PROBLEM DESCRIPTION
Could you reproduce the listing below, changing every "camera-trap review" to "wildlife survey" and leaving everything else as it is?

MATERIALS PROVIDED
-- START --

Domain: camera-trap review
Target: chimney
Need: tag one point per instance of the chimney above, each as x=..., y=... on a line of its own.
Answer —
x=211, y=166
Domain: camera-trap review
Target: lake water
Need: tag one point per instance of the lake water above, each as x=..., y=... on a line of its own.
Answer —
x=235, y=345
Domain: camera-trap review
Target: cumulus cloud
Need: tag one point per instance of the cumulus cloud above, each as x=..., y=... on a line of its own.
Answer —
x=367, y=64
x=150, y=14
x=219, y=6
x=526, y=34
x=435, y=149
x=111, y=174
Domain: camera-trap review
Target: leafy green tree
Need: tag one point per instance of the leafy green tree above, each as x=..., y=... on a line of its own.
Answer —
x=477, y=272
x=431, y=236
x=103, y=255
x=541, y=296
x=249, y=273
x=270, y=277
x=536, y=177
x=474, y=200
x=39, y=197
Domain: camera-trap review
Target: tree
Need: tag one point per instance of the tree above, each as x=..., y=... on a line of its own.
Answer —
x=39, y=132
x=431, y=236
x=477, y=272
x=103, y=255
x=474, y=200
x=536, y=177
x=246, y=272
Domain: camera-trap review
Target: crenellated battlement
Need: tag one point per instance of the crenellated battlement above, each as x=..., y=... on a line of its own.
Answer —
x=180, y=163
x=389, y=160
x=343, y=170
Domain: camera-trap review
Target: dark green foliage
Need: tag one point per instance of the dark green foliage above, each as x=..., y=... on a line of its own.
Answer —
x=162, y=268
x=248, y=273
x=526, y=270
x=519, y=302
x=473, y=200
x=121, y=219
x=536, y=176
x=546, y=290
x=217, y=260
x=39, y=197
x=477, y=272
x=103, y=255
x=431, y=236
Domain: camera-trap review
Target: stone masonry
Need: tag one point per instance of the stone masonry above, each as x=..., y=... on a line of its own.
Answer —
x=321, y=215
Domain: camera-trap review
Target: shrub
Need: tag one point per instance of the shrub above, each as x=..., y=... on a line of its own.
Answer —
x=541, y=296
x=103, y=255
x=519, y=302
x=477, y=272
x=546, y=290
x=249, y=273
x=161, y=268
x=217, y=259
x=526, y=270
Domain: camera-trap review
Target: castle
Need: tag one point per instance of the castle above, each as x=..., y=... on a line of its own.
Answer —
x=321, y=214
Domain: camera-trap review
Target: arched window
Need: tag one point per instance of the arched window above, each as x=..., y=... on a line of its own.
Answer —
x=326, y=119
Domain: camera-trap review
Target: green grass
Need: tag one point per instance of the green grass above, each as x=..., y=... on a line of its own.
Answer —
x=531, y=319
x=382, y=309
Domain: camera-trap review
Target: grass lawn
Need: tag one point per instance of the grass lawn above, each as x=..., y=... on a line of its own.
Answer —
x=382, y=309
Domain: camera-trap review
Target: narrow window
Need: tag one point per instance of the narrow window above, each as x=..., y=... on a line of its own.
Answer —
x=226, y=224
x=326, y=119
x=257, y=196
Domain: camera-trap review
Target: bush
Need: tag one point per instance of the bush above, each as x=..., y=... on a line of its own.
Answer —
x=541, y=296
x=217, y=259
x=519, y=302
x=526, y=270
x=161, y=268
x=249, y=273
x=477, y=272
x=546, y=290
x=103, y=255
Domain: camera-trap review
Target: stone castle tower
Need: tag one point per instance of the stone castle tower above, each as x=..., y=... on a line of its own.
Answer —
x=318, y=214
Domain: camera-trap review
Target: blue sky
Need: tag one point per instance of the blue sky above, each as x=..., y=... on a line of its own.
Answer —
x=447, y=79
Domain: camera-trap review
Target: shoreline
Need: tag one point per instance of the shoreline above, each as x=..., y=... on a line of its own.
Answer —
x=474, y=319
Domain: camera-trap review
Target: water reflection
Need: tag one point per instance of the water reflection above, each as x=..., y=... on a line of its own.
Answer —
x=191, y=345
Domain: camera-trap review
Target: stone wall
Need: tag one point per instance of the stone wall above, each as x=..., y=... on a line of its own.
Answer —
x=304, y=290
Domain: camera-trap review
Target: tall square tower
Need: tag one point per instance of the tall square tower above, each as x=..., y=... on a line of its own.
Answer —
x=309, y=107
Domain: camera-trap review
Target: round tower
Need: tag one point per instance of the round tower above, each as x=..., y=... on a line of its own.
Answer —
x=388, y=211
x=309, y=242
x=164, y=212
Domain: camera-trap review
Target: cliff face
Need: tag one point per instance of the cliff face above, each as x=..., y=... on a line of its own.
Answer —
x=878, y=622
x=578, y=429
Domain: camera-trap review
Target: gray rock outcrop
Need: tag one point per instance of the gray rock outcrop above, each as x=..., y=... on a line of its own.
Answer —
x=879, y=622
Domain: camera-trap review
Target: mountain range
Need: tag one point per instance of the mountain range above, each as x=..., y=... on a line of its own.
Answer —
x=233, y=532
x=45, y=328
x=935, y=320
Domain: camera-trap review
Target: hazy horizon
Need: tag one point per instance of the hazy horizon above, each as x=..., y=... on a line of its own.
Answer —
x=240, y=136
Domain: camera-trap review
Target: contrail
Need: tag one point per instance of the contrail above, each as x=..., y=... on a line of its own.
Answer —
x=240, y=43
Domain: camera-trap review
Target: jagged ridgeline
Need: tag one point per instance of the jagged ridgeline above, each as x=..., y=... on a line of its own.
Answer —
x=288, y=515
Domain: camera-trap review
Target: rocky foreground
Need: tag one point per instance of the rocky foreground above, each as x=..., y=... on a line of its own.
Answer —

-- END --

OUTPUT FOR THIS TASK
Domain: wildlife survey
Target: chimney
Need: tag one point per instance of the chimney above, each as x=..., y=... on a line of its own.
Answer —
x=211, y=166
Domain: wildlife survey
Target: lake water
Need: tag one point per instance of the lake water above, each as x=..., y=... on a line of its own.
Answer —
x=235, y=345
Domain: wildlife survey
Target: cumulus cloud
Need: tag one point per instance of the cumulus cloud above, each as x=..., y=... on a line of its own.
Answer —
x=367, y=64
x=150, y=14
x=219, y=6
x=526, y=34
x=435, y=149
x=111, y=174
Domain: wildlife survey
Target: leafy green tree
Need: tag one point per instance of the leafy green tree above, each as x=..., y=... on a line of its own.
Answer —
x=477, y=272
x=431, y=236
x=103, y=255
x=541, y=296
x=249, y=273
x=270, y=277
x=536, y=177
x=474, y=200
x=39, y=197
Domain: wildlife survey
Target: tree
Need: tag one point per instance of the tree above, each as x=..., y=... on a line of its own.
Answer —
x=39, y=132
x=431, y=236
x=477, y=272
x=103, y=255
x=474, y=200
x=536, y=177
x=246, y=272
Domain: wildlife survey
Target: crenellated battlement
Need: tag one point per instance of the crenellated battlement above, each as x=..., y=... on a line of its own.
Answer —
x=180, y=163
x=389, y=160
x=343, y=170
Domain: wildlife survey
Target: dark green foliage
Need: tag one point per instance of the dark green foliage above, each as x=..., y=... on a line of its own.
Answer —
x=162, y=268
x=248, y=273
x=526, y=270
x=519, y=302
x=473, y=200
x=121, y=219
x=536, y=176
x=546, y=290
x=217, y=260
x=39, y=197
x=477, y=272
x=103, y=255
x=431, y=236
Domain: wildlife survey
Target: stone masonry
Need: tag one point per instance of the stone masonry above, each as x=..., y=... on a line of its own.
Answer —
x=321, y=215
Domain: wildlife survey
Target: shrub
Need: tag one point per instance of the shrub above, each as x=..., y=... on a line of its own.
Answer —
x=541, y=296
x=103, y=255
x=519, y=302
x=477, y=272
x=546, y=290
x=249, y=273
x=161, y=268
x=217, y=259
x=526, y=270
Domain: wildlife survey
Target: castle
Need: tag one point per instance of the castle above, each as x=..., y=... on a line of its own.
Answer —
x=321, y=214
Domain: wildlife survey
Target: arched window
Need: tag one point per instance of the arched window above, each as x=..., y=... on a line of its own.
Answer —
x=326, y=119
Domain: wildlife survey
Target: green grass
Need: tag one point per instance of the green grass above, each as x=..., y=... on a line of its own.
Answer —
x=531, y=319
x=382, y=309
Domain: wildlife survey
Target: grass lawn
Need: tag one point per instance of the grass lawn above, each as x=..., y=... on a line of its own.
Answer —
x=382, y=309
Domain: wildlife survey
Target: narrow window
Need: tag one point per instance of the narrow window above, each as x=..., y=... on a line of its own.
Answer —
x=226, y=224
x=326, y=119
x=257, y=196
Domain: wildlife survey
Target: bush
Need: tag one point per instance of the bush above, each as x=..., y=... on a line of its own.
Answer —
x=541, y=296
x=217, y=259
x=519, y=302
x=526, y=270
x=161, y=268
x=249, y=273
x=477, y=272
x=546, y=290
x=103, y=255
Domain: wildlife survey
Target: stone castle tower
Need: tag one point per instance of the stone castle tower above, each as x=..., y=... on a line of its own.
Answer —
x=318, y=214
Domain: wildlife survey
Target: blue sky
Need: tag one point per instance of the blue sky above, each as x=..., y=... on a line of its own.
Answer —
x=447, y=79
Domain: wildlife survey
Target: shoreline
Need: tag one point per instance of the shoreline above, each as x=..., y=... on a line of its own.
Answer —
x=474, y=319
Domain: wildlife survey
Target: water reflection
Need: tag one point per instance of the water reflection above, each as x=..., y=... on a line of its own.
Answer —
x=191, y=345
Domain: wildlife survey
Target: stone wall
Need: tag one point per instance of the stone wall above, each as x=..., y=... on a line of its own.
Answer —
x=304, y=290
Domain: wildlife survey
Target: tall square tower
Need: tag one point per instance of the tall square tower above, each as x=..., y=... on a line of its own.
Answer —
x=309, y=107
Domain: wildlife survey
Target: round tower
Need: tag one point per instance of the round tower above, each as x=..., y=... on a line of its own.
Answer —
x=388, y=211
x=309, y=242
x=164, y=212
Domain: wildlife survey
Target: cliff face
Need: tag one point per instance of the cliff face above, each as x=..., y=... on a line of its own.
Answer —
x=878, y=622
x=578, y=429
Domain: wildlife survey
Target: gray rock outcrop
Need: tag one point per instance of the gray rock outcrop above, each as x=..., y=... on a line of its own.
Answer —
x=879, y=622
Domain: wildlife survey
Target: mountain range
Need: tag one point per instance of the mountain range above, each as x=..., y=... on a line of its own.
Answer —
x=233, y=532
x=45, y=328
x=935, y=320
Domain: wildlife survey
Target: hazy horizon
Need: tag one point per instance of the hazy horizon above, each as x=..., y=... on a line of its own.
Answer —
x=240, y=136
Domain: wildlife survey
Target: contrail
Need: tag one point per instance of the contrail above, each as x=..., y=... on a line of its own.
Answer —
x=240, y=43
Domain: wildlife survey
Target: jagged ridgeline
Need: tag one point per instance of the jagged ridgeline above, each as x=..., y=... on a line of its own.
Answer —
x=288, y=515
Domain: wildlife survey
Target: rocky foreground
Need: tag one point per instance of the rocky foreground above, each as x=..., y=... on a line of its own.
Answer —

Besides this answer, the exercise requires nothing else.